**Task to complete:** Retype the material below, copying only the lines from the one containing "Mark a dot on each instance of the smaller" through the end of the material, including both ends.

(Dataset excerpts on pointing at objects)
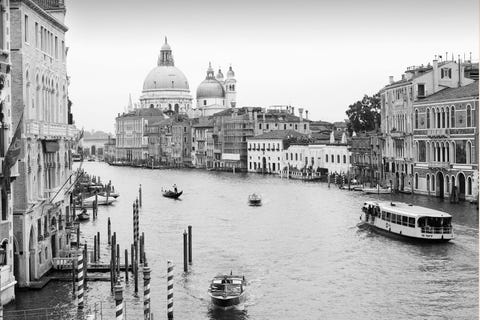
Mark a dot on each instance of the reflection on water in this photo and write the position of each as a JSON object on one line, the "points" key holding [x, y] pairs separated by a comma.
{"points": [[301, 251]]}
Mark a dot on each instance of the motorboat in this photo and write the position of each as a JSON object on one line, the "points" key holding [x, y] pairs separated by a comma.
{"points": [[407, 221], [227, 291], [377, 190], [83, 216], [101, 201], [254, 200], [171, 194]]}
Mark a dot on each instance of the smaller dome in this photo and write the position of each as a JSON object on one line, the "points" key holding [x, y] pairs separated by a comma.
{"points": [[210, 88], [219, 75], [230, 73], [166, 46]]}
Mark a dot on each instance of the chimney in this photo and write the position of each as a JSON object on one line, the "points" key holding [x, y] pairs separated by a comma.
{"points": [[435, 76]]}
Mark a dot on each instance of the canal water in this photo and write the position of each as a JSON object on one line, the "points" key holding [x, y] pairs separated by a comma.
{"points": [[301, 252]]}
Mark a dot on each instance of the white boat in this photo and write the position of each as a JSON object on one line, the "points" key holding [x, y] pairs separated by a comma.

**Result of this exercise:**
Mark a dot on each instance of the smaller dome in this photo and write the position of each as a JSON object on one line, the "points" key holding [x, y] pairs separated by a comma.
{"points": [[210, 88], [219, 75], [230, 73], [166, 46]]}
Mark a dot on each instance of the chimney in this photo and write the position of each as a JSON object on one line, the "points" key holding [x, y] pairs separated by a comma.
{"points": [[435, 76]]}
Mark a dot on each instance of the canal water in this photo and write the position of each as a JSON object on one line, the "points" key holding [x, y] pairs separated by a comma.
{"points": [[301, 252]]}
Mark a dot on each instance of the white boat in this photo and write the position of each as a JSON object on one line, the "points" key holding [x, y] pairs separated by a comma.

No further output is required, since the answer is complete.